Resume the blog post about the web font that looks broken in Opera, starting right after its last sentence.

» **READING PASSAGE**
☆ ☆ ☆ ☆ ☆

Opera hates my web font

Opera hates my web font.

So I’ve wanted to use a condensed, bold Franklin typeface for my site’s headlines since, well, forever. So I bought Fontspring’s fine Franklin Gothic FS Demi Condensed and licensed it for @font-face use for a mere $2.99, an incomparable value.

It looks great in Safari, Chrome, and Firefox, but not so nice in the latest version of Opera, where it resembles the inside-out test monkey in Cronenberg’s “The Fly.” (Okay, okay, it looks like a ransom note, but the monkey simile was more picturesque.)

And this, my friends, is why Typekit exists. Because even when you find a great font that’s optimized for screen display and can be licensed for CSS @font-face use, guess what? There is almost always some glitch or bug somewhere. And Typekit almost always seems to find and work around these bugs. It’s the kind of grueling task designers hate dealing with, and Typekit’s team loves solving.

☆ ☆ ☆ ☆ ☆

(Named-object pointing records)
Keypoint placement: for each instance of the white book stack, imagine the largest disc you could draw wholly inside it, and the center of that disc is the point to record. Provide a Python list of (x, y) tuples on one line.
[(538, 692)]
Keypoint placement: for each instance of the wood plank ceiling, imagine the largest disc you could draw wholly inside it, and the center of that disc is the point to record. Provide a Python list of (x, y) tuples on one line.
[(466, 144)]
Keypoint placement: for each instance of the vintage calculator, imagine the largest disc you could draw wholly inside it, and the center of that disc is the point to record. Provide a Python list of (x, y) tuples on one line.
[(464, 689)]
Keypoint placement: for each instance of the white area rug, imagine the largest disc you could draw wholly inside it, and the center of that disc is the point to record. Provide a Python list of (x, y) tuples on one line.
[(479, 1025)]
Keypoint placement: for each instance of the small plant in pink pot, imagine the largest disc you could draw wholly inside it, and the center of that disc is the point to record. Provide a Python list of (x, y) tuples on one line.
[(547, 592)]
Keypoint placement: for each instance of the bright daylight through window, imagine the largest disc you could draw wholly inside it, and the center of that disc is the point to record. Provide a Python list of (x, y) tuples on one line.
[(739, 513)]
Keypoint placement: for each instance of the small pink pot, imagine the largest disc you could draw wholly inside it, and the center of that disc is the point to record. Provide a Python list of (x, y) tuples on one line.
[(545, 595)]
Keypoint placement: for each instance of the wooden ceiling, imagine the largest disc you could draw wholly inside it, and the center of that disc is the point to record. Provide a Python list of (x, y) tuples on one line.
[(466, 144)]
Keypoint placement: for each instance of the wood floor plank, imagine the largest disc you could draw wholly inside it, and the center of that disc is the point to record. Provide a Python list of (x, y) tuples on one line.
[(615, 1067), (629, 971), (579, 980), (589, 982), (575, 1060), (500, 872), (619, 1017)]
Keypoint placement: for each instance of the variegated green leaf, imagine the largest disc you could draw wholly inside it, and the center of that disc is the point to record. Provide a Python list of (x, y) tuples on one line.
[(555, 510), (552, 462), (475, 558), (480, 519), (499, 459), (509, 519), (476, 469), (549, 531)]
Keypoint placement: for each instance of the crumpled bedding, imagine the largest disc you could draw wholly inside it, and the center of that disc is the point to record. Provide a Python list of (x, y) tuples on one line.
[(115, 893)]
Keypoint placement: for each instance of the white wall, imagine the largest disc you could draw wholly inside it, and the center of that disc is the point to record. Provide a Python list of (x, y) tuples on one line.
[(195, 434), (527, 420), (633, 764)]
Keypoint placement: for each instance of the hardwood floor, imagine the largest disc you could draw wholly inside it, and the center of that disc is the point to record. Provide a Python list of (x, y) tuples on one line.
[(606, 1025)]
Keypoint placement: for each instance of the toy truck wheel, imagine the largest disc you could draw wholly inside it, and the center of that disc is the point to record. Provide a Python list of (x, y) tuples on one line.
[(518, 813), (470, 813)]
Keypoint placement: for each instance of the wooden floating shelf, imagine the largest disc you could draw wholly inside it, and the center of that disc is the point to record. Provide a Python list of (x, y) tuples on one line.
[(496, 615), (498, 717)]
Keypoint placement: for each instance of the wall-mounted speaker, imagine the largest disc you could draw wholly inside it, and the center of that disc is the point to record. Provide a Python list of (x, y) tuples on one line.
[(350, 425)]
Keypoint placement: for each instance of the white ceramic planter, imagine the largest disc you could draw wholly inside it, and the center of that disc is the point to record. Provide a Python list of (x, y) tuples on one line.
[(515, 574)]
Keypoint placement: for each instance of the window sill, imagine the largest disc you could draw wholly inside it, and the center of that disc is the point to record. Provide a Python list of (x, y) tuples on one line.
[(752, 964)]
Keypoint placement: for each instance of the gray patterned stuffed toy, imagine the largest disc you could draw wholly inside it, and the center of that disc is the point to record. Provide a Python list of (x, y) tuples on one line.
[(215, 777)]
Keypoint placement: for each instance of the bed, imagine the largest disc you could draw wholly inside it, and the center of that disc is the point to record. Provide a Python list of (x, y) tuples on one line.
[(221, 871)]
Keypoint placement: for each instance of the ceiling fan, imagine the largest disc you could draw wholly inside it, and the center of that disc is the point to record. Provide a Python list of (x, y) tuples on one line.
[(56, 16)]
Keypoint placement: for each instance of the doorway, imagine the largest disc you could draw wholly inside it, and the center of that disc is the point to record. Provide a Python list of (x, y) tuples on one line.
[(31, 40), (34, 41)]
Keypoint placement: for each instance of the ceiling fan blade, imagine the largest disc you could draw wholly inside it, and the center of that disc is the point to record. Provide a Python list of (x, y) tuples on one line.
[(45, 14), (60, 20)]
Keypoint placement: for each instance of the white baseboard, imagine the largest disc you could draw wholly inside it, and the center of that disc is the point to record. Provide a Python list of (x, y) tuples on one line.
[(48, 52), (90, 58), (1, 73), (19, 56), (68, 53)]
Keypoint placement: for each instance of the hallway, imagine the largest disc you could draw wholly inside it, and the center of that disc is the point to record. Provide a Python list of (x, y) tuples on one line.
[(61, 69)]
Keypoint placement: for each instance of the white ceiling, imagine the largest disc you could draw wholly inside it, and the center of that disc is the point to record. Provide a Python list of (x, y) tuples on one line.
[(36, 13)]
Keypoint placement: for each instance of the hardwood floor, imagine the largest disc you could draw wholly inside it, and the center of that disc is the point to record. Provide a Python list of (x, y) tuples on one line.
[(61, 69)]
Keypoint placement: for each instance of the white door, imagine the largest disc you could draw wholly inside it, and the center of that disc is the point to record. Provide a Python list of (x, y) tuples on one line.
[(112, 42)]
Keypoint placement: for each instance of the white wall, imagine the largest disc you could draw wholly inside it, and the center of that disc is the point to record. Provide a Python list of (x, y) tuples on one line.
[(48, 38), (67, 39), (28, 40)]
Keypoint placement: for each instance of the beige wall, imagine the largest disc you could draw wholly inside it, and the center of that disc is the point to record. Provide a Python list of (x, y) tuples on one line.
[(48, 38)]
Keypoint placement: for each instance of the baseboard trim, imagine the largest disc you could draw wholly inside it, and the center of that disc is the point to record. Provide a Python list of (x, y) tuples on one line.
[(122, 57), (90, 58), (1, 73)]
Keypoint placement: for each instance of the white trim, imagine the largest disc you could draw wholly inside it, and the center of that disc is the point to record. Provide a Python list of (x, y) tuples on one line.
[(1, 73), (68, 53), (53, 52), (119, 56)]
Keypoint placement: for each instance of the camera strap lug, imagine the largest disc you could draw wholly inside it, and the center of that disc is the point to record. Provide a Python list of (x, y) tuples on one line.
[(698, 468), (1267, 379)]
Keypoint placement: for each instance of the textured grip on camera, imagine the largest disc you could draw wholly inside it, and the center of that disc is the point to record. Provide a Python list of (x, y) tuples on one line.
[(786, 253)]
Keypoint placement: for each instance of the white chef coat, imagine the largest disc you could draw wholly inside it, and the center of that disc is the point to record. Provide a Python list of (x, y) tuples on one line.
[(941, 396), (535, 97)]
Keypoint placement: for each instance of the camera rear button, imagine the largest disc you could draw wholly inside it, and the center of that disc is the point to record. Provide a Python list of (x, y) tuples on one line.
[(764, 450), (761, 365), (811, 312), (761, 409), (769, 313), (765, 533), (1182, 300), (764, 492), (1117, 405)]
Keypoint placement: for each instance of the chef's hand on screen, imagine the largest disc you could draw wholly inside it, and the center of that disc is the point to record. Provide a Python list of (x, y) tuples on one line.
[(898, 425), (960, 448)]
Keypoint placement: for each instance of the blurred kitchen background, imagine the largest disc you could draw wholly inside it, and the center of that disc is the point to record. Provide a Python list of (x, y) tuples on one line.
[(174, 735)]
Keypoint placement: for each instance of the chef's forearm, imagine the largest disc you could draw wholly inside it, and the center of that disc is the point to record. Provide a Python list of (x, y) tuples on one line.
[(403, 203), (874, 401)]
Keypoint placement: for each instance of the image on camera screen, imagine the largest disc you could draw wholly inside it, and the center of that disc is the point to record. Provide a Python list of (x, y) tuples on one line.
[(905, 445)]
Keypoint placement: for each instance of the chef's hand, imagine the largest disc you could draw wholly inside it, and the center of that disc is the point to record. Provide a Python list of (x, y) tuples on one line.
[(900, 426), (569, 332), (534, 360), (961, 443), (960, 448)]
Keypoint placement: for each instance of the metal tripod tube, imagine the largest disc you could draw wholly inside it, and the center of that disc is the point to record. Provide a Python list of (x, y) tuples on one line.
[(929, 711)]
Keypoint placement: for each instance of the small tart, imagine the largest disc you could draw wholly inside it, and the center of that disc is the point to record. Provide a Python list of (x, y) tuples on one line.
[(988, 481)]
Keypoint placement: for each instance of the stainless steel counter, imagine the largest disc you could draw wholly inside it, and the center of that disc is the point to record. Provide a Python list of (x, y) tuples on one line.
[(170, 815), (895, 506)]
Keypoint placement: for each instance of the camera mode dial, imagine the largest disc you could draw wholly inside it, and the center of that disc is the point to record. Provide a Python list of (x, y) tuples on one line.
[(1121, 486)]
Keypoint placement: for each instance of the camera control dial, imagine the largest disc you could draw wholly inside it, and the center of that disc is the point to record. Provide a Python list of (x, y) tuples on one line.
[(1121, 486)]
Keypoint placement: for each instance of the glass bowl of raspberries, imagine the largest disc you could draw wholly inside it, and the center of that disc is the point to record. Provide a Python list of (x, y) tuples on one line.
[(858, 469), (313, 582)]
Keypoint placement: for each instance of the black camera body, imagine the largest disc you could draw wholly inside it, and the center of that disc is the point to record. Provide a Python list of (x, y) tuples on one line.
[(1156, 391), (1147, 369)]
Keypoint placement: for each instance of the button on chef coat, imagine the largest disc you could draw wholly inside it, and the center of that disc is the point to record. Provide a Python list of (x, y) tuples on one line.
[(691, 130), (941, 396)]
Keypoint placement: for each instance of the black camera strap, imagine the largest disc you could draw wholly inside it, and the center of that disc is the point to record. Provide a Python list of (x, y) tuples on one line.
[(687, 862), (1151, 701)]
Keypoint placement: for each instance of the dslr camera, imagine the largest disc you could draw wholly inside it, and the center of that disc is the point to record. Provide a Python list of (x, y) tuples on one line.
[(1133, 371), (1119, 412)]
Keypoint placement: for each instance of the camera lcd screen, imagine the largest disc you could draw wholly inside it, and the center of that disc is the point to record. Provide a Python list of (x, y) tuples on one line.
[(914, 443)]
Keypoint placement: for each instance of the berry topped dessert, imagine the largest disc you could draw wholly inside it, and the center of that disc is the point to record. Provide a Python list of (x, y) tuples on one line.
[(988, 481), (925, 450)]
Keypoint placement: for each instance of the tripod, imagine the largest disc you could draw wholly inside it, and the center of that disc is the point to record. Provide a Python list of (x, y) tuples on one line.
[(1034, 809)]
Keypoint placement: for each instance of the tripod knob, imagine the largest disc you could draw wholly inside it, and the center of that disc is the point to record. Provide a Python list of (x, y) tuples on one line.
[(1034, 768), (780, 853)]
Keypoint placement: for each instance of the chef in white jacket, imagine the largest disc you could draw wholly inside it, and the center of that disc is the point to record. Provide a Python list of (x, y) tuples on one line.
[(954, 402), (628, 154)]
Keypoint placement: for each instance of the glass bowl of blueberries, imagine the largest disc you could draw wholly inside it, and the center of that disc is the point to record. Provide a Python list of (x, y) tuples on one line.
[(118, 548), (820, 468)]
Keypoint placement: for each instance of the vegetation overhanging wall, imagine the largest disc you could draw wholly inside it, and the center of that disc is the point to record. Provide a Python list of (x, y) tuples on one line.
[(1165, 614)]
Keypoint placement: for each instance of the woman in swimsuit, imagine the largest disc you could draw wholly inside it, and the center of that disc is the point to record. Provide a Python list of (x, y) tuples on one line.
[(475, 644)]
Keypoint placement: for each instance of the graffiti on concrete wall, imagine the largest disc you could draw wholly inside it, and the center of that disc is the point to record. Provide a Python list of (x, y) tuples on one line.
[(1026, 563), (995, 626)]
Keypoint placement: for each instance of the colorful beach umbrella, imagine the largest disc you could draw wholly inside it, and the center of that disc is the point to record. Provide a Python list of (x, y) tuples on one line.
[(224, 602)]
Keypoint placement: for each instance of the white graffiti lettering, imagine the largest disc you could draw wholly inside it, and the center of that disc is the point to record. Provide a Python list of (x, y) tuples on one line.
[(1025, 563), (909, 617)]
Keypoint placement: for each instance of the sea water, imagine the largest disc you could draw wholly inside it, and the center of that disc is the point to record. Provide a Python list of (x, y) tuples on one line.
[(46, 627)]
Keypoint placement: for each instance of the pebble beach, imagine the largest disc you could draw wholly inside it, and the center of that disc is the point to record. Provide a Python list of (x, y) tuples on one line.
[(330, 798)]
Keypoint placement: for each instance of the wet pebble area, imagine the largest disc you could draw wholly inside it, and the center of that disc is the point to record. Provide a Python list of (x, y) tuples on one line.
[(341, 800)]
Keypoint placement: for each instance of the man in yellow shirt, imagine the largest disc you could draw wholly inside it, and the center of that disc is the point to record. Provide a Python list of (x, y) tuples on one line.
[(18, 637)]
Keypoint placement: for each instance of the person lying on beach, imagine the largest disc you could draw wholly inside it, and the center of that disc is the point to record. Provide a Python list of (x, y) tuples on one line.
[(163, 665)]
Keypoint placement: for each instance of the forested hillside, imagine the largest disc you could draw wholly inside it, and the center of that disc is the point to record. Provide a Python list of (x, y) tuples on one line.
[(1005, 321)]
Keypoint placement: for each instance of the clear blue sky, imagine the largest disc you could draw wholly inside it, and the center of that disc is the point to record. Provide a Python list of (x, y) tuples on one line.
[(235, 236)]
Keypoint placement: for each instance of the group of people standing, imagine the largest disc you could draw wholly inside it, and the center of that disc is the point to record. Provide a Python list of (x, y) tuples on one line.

☆ ☆ ☆ ☆ ☆

» **ANSWER TO THE PROBLEM**
If this were a client site, I’d switch to Typekit, or try licensing a different vendor’s Franklin, or (if neither of those options proved satisfactory) dump web fonts altogether and use Helvetica backed by Arial instead. But as this is zeldman.com, I’d rather nudge my friends at Opera to look into the problem and fix it. This will make browsing zeldman.com in Opera a somewhat weird experience, but hopefully it will help all Opera users in the long run.

Implementation Notes and Details

  • I haven’t made an SVG version yet, so the web fonts don’t work in iPhone or iPad.
  • iPhone and iPad see normal weight Helvetica instead of bold Helvetica, because if I leave “font-weight: bold” in the CSS declaration, Firefox double-bolds the font. This is not smart of Firefox. Fixed via technique below.
  • In order to match the impact of the previous Helvetica/Arial bold, I boosted the font-size from 25px to 32px. (This also helps smooth the font. Web fonts need more help in this regard than system fonts.)
  • Camino ignores @font-face and supports the first system font in the font stack, Helvetica Neue (correctly styled bold).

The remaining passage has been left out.